### What this task involves:
Retype the portion of the bone conduction implant excerpt that begins at "With a laser" and ends after "the mastoid bone.", leaving every character unchanged.

### Excerpt provided:
= = = = =

With a laser Doppler beam measurement via the ear canal different bone conduction systems, depending where they are attached, can be compared. As it turns out, the gain lost to the wireless connection is won back by the higher sensitivity to vibrations at the alternative location in the mastoid bone.

Novel transducer

The use of such an alternative implant location could not be attained without altering the transducer. “As it happened, MED-EL owned the Vibrant Soundbridge®,a middle ear implant, invented by Geoffrey Ball in the 1990s”, says Håkansson. “We decided to do a joint study in cadavers to investigate the possibilities of a bone anchored hearing aid without skin penetration. This led to the conclusion that a transcutaneous system without skin penetration would be viable. The introduction of MED-EL’s BoneBridge® paved the road also for us. It included CE-approval for the BoneBridge, something we also need for our Bone Conducting Implant (BCI), as we call it. The BoneBridge is different from our device. Because of the location we chose in the mastoid bone, and because of a unique Balanced Electro Integrated Separation (BEST) transducer which is less than half the size of MED-EL’s present transducer.”

The BEST transducer is at the same time small, efficient and reliable, and has also been developed in one other application for audiometric hearing threshold diagnostics in cooperation with the Danish company Ortofon Microtech, renowned for its turntable cartridges. They are now also specialised in these bone conductors for audiometry and this product is marketed by Interacoustics under the trade name Radioear B81.

Interacoustics is a worldwide operating company in audiometry under the William Dermant Holding (WDH) group in Denmark. “In our development, together we focused on minimising distortion in low frequences. The resulting new transducer principle BEST has improved properties, combining low distortion with high output. It is about to enter the market in its own right.”

Ortofon Microsystems manufactures the BEST transducers under license from Osseofon - the IP holding company emerged from Chalmers University of Technology. Apart from transducers for hearing aids and for hearing diagnostics there is also an application for communication systems. Håkansson: “It is also applicable for use in communication systems for safety and military applications. For these applications it is attractive to have communication coming in, but at the same time to leave both ear canals open to still enable hearing natural environmental sounds. The rights for this particular application were developed in a company called Oiido emeraged from Chalmers Entrepreneur school and licensed to 3M subsidiary Peltor. This application never took off commercially as was expected. The license was therefore later terminated but is still a pending application that even has been considered by Google in their “Google glasses.”

= = = = =

### Provided information:
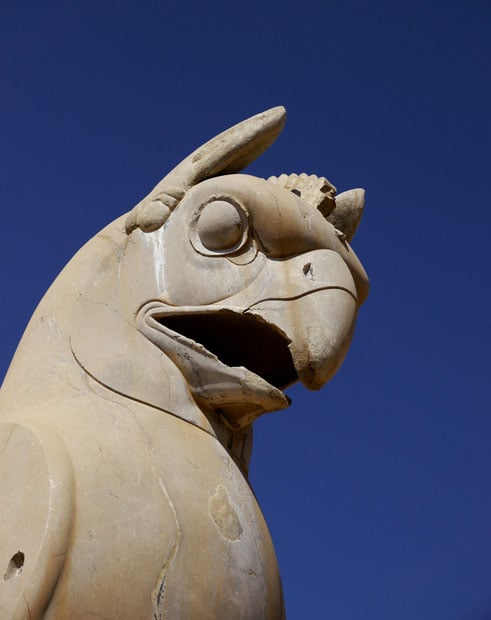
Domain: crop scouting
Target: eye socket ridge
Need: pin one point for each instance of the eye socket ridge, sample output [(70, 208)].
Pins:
[(220, 226)]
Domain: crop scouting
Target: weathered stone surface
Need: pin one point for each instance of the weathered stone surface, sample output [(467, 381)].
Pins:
[(126, 414)]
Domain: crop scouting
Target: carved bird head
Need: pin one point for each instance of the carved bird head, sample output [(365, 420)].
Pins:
[(248, 285)]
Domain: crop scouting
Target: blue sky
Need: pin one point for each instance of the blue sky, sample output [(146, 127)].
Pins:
[(377, 489)]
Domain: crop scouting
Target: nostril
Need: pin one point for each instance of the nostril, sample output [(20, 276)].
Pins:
[(308, 270), (15, 565)]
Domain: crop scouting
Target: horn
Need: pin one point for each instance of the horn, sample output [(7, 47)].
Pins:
[(348, 211), (229, 152)]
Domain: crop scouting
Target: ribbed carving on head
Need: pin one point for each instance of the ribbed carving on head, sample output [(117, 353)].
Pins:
[(343, 211), (229, 152)]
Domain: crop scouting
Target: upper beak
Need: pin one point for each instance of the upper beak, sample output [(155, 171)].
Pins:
[(312, 299)]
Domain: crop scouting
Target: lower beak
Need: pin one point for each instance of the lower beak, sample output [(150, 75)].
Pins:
[(315, 308)]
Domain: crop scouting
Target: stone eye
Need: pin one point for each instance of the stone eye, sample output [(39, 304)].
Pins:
[(221, 226)]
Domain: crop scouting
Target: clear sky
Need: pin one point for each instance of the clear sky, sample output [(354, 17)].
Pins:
[(377, 489)]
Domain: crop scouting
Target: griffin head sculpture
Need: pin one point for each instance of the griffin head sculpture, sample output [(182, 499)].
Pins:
[(126, 414)]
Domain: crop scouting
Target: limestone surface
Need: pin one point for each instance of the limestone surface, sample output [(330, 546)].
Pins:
[(126, 415)]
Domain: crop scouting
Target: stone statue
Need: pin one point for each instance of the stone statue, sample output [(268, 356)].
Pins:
[(126, 414)]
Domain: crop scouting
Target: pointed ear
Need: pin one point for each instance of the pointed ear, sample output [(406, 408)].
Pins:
[(227, 153), (348, 211)]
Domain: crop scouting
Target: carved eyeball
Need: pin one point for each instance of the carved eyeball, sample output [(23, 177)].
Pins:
[(221, 227)]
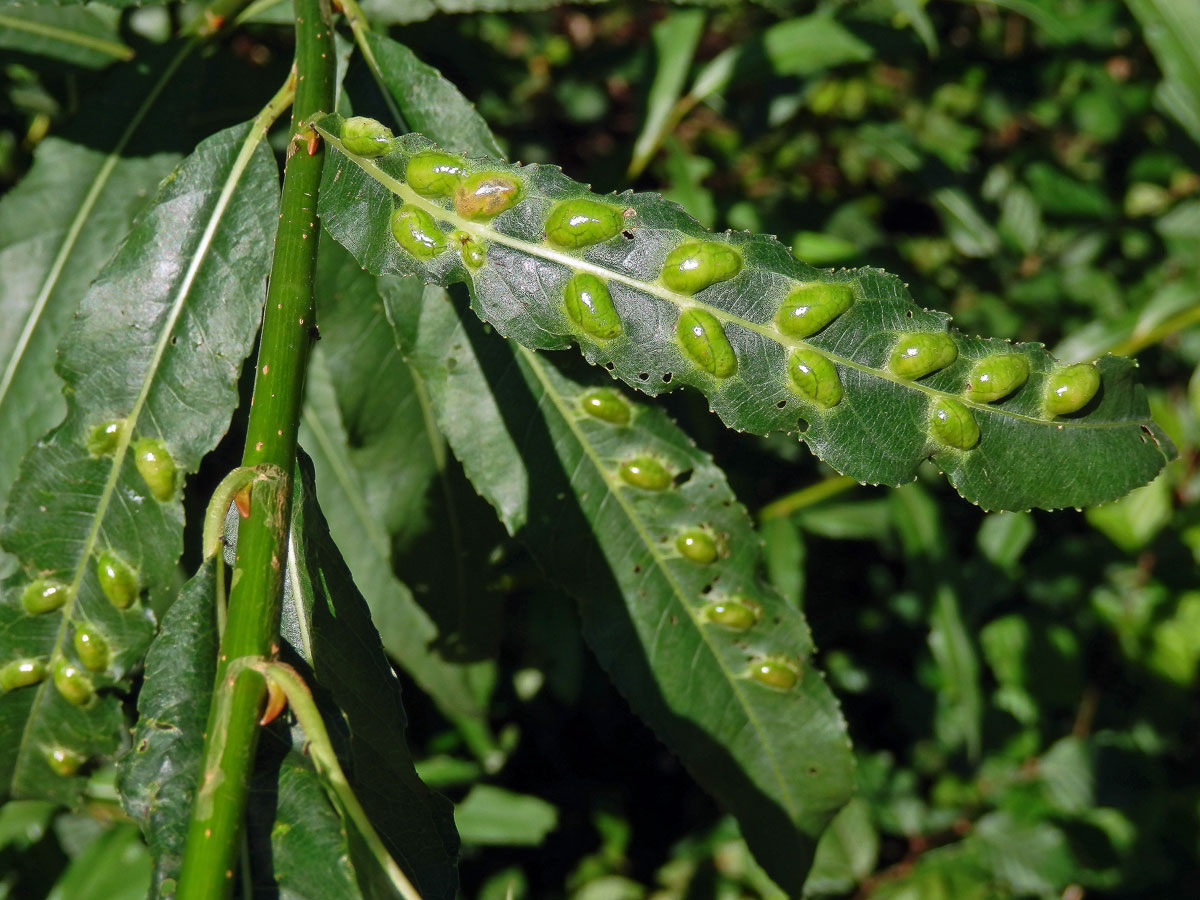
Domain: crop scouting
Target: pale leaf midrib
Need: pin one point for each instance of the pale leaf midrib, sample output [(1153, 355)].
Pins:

= = = = =

### Result:
With a laser Doppler beam measurement via the ear canal different bone conduction systems, depending where they are attached, can be compared. As it turns out, the gain lost to the wireless connection is won back by the higher sensitivity to vibrations at the alternative location in the mastoid bone.